## [What to work on]
a - In the guide to making a wort starter, rewrite the passage that begins at the words "Creating a wort" and stops after "high gravity batches.", swapping "wort starter" for "yeast starter".
b - According to the guide to making a wort starter, in what kind of batches does a healthy starter help?
c - Go on with the guide to making a wort starter from the point where it stops.

## [Text for analysis]
Erlenmeyer flask 

Creating a wort starter guarantees that your yeast will go to work right away.  No more delayed fermentation starts.  It also helps having a healthy starter in high gravity batches.

Things you will need

  • Beer yeast – dried or liquid
  • Dried malt extract
  • Erlenmeyer flask
  • Stir plate and stir bar
  • One Step Sanitizer
  • Stopper and airlock
  • Ice

When dealing directly with yeast you must keep everything sanitary.  Everything must be surgery grade clean.  Prepare a bucket of sanitizer or a container large enough to soak your Erlenmeyer flask, stir bar, airlock, and stopper.

## [Information given]
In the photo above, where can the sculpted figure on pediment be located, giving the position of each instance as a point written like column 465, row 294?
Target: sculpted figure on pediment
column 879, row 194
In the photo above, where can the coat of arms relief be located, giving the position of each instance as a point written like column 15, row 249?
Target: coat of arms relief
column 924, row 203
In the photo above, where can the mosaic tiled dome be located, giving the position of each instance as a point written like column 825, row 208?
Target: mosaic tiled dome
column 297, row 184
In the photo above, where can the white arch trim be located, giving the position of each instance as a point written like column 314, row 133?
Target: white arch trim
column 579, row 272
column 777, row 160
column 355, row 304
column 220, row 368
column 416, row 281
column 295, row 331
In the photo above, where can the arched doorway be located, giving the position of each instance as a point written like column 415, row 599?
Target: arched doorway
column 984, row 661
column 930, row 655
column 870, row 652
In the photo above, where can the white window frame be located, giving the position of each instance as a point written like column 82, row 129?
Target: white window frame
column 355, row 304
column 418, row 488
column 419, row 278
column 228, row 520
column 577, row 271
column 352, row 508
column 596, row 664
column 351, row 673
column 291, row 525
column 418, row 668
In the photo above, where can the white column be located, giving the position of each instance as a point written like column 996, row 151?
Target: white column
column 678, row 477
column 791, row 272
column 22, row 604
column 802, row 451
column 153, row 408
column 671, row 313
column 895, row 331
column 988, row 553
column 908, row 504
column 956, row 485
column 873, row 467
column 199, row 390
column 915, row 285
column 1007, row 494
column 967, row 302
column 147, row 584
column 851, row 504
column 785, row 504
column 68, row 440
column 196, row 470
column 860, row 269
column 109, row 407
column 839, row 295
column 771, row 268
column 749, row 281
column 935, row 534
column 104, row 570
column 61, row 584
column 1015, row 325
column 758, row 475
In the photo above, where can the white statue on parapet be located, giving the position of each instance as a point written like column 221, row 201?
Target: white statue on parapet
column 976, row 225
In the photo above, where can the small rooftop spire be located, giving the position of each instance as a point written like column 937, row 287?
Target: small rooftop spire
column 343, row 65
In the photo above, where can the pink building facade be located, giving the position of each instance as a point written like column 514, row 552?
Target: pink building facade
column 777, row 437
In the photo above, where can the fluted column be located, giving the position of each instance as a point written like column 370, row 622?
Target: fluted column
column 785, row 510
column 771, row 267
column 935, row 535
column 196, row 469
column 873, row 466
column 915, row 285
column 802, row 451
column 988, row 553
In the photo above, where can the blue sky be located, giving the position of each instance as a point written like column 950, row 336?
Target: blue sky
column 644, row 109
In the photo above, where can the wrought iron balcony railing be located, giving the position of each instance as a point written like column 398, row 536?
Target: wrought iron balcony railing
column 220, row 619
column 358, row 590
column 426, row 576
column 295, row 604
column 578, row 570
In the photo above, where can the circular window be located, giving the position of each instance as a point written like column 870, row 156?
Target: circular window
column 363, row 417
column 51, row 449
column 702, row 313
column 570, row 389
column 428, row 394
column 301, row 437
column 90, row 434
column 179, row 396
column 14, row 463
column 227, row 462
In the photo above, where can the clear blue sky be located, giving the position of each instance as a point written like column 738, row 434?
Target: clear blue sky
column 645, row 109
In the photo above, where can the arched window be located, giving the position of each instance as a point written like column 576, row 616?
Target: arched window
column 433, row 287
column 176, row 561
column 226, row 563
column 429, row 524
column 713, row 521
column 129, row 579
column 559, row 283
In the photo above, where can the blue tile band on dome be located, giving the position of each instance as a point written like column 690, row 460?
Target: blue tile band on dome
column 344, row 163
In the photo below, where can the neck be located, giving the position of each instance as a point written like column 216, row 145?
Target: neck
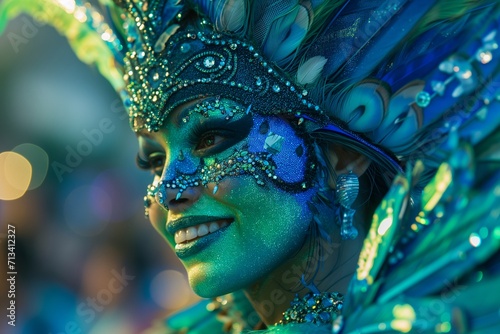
column 334, row 266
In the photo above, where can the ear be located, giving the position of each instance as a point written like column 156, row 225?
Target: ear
column 344, row 161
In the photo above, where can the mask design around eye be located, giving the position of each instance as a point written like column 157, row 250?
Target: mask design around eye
column 275, row 151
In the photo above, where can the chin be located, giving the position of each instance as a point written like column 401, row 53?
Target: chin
column 211, row 288
column 210, row 285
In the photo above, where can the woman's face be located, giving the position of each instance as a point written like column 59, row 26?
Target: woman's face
column 245, row 182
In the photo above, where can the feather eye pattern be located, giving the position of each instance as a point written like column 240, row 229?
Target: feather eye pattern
column 310, row 70
column 226, row 15
column 233, row 15
column 286, row 34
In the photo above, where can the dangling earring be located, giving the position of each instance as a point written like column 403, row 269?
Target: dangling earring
column 347, row 192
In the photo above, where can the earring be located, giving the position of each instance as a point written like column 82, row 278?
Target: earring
column 347, row 192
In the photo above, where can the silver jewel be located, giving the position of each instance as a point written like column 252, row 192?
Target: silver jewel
column 347, row 192
column 209, row 62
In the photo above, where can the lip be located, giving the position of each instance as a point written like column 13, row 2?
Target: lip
column 190, row 248
column 185, row 222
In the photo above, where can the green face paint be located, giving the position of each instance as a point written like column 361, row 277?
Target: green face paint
column 235, row 186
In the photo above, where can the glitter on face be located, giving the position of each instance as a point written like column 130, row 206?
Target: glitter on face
column 239, row 178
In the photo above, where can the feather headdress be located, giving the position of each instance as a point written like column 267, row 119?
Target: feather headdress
column 405, row 79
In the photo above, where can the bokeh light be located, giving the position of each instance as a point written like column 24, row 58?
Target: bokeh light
column 39, row 161
column 15, row 175
column 87, row 210
column 170, row 290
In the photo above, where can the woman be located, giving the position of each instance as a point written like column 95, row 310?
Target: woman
column 274, row 130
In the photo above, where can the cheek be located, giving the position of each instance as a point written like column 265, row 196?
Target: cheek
column 158, row 218
column 288, row 150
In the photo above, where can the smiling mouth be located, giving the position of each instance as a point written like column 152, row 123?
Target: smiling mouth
column 189, row 234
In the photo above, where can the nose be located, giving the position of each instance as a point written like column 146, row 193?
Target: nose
column 177, row 199
column 180, row 186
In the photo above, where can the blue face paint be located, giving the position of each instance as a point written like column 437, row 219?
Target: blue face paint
column 253, row 174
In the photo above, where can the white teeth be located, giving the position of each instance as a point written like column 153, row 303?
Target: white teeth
column 201, row 230
column 213, row 227
column 191, row 233
column 180, row 236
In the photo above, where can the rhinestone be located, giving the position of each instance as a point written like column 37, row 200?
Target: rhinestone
column 423, row 99
column 209, row 62
column 485, row 57
column 185, row 47
column 439, row 87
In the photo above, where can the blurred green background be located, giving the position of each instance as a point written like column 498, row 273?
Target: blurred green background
column 74, row 195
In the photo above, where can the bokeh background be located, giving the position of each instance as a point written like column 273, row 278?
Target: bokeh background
column 78, row 221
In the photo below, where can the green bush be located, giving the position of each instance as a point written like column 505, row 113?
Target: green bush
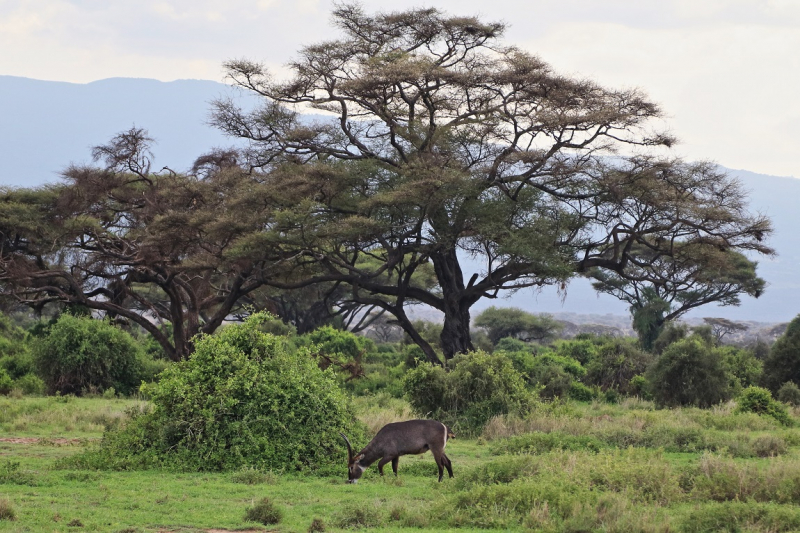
column 614, row 364
column 479, row 387
column 6, row 383
column 510, row 344
column 7, row 510
column 789, row 393
column 582, row 348
column 769, row 446
column 80, row 354
column 742, row 365
column 244, row 397
column 783, row 362
column 759, row 400
column 689, row 372
column 734, row 517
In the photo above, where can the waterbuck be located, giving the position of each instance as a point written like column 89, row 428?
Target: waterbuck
column 401, row 438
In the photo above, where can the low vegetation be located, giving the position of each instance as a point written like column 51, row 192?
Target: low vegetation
column 572, row 435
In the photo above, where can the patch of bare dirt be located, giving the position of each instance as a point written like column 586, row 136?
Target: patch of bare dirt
column 45, row 441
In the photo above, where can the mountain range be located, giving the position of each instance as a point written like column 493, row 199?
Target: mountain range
column 46, row 125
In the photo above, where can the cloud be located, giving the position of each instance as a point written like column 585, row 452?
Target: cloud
column 725, row 70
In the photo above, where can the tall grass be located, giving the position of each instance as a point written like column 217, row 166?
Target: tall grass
column 61, row 416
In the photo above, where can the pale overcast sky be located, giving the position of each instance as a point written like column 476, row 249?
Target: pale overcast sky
column 727, row 72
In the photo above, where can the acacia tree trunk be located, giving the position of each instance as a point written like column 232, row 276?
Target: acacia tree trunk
column 455, row 332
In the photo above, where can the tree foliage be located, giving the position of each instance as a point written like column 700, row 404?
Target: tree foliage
column 153, row 248
column 783, row 362
column 479, row 386
column 81, row 354
column 444, row 141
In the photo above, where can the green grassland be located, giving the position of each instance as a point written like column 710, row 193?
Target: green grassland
column 565, row 467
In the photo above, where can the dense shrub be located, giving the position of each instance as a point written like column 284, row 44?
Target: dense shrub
column 339, row 343
column 743, row 366
column 7, row 510
column 502, row 322
column 759, row 400
column 80, row 354
column 783, row 362
column 510, row 344
column 582, row 348
column 244, row 397
column 6, row 383
column 479, row 387
column 789, row 393
column 264, row 512
column 15, row 356
column 580, row 392
column 689, row 372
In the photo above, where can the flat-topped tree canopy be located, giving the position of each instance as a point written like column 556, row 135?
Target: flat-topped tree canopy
column 439, row 141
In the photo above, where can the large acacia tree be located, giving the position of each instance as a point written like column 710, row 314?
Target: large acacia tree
column 437, row 141
column 153, row 248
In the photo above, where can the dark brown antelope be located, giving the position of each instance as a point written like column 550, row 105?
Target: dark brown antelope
column 401, row 438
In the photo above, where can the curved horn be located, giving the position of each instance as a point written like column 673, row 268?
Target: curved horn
column 349, row 448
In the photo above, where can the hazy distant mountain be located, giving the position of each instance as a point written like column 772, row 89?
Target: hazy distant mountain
column 46, row 125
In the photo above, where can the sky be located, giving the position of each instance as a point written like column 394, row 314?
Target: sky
column 726, row 72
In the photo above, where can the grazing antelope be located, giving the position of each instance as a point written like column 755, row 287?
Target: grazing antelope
column 401, row 438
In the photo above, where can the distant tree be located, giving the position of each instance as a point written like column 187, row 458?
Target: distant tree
column 722, row 326
column 662, row 285
column 514, row 322
column 690, row 372
column 444, row 142
column 783, row 362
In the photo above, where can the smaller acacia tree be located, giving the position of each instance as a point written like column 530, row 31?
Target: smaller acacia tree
column 244, row 397
column 662, row 286
column 514, row 322
column 440, row 141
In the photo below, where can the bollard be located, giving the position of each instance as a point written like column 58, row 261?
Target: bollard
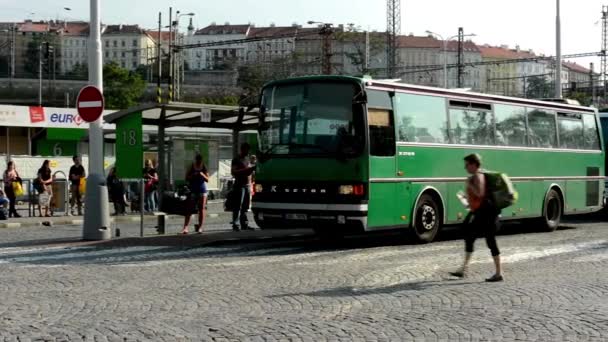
column 96, row 221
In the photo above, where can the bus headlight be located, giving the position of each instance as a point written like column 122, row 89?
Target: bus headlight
column 357, row 190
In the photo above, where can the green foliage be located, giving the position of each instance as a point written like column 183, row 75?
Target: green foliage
column 78, row 72
column 221, row 100
column 122, row 88
column 538, row 87
column 583, row 98
column 4, row 67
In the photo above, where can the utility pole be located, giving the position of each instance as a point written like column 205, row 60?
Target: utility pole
column 460, row 56
column 367, row 51
column 40, row 75
column 592, row 83
column 393, row 29
column 159, row 59
column 97, row 214
column 13, row 37
column 604, row 52
column 558, row 52
column 170, row 81
column 326, row 32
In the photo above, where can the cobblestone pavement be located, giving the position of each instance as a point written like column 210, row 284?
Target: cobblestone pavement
column 371, row 289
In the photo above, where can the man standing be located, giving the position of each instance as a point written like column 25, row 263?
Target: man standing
column 242, row 168
column 77, row 173
column 482, row 219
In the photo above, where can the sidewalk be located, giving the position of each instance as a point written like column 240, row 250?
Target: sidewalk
column 215, row 214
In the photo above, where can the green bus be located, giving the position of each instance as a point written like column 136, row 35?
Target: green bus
column 342, row 154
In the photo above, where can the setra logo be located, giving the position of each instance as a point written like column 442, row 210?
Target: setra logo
column 66, row 118
column 36, row 114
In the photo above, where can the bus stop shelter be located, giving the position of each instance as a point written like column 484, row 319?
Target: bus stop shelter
column 229, row 119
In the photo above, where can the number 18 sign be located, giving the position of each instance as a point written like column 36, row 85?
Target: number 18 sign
column 129, row 146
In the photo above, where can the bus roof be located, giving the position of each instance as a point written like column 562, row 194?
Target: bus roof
column 476, row 96
column 392, row 85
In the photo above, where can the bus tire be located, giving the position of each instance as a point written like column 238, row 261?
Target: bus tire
column 427, row 219
column 329, row 234
column 552, row 211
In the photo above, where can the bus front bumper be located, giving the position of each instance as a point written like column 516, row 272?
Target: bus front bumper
column 311, row 215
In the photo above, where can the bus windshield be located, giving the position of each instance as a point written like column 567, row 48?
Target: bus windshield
column 312, row 118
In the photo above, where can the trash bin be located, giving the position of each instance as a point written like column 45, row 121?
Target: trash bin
column 60, row 197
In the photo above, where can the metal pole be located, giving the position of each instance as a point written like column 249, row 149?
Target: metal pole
column 558, row 54
column 97, row 214
column 445, row 64
column 592, row 83
column 170, row 54
column 159, row 59
column 142, row 194
column 40, row 75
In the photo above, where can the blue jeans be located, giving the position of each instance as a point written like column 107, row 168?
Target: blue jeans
column 242, row 197
column 150, row 201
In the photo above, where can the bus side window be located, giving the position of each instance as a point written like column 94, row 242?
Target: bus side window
column 381, row 132
column 542, row 130
column 591, row 134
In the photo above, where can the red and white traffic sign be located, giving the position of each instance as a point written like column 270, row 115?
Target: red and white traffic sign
column 90, row 103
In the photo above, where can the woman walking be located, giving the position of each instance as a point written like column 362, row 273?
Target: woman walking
column 151, row 181
column 197, row 178
column 482, row 219
column 117, row 192
column 11, row 176
column 46, row 180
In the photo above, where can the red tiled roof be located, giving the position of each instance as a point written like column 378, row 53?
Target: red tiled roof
column 576, row 67
column 75, row 29
column 34, row 27
column 497, row 52
column 418, row 42
column 124, row 29
column 224, row 29
column 272, row 31
column 165, row 35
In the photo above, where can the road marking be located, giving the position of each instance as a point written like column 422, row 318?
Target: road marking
column 89, row 104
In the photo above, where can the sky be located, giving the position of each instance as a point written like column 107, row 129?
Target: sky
column 527, row 23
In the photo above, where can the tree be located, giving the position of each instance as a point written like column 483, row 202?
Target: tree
column 4, row 68
column 538, row 87
column 583, row 98
column 78, row 72
column 122, row 88
column 354, row 41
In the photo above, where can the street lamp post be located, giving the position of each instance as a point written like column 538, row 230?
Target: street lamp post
column 178, row 61
column 445, row 53
column 97, row 215
column 326, row 31
column 558, row 53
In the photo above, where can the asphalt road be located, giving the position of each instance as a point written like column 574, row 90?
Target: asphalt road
column 376, row 288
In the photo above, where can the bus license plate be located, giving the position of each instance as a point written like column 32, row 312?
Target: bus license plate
column 297, row 217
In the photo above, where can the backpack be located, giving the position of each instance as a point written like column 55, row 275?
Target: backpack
column 503, row 194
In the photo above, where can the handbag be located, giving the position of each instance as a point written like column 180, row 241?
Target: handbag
column 82, row 186
column 17, row 189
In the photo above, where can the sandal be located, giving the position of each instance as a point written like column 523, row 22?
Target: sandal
column 458, row 274
column 495, row 279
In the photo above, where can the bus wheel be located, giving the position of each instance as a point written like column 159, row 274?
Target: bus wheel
column 427, row 220
column 553, row 211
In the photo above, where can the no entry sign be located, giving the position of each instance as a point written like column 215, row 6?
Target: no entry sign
column 90, row 103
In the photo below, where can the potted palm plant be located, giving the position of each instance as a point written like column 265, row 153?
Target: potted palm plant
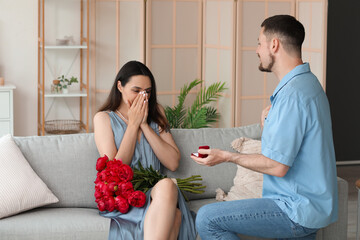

## [Responses for each task]
a -
Creating a yeast starter guarantees that your yeast will go to work right away.  No more delayed fermentation starts.  It also helps having a healthy starter in high gravity batches.

b - High gravity batches.

c -
Once everything is clean fill the flask with 2 cups of water and begin heating the flask on the stove.  Once the water is boiling, add 1/4 cup malt extract while off the stove.  Stir well until the malt is dissolved.  Boil the solution for another 3 minutes and remove from the heat.  You will need to quickly cool the solution.  Prepare a bath of ice to rapidly cool the wort.  The faster the wort gets cooled, the less the chance of infection.  Place an airlock and stopper onto the flask and place the flask into the ice.  Let it sit long enough to cool down to room temperature.  Now it is time to pitch the yeast and stirbar.  Carefully pour the yeast into the flask and add the sanitized stir bar.  Quickly replace the stopper and airlock.  Next place the flask on the stir plate and turn to medium.  Let the plate run until it is time to pitch the yeast.  You should notice a change in color of the wort.  After 24 hours the yeast has increased in volume and should be ready to put into your latest batch.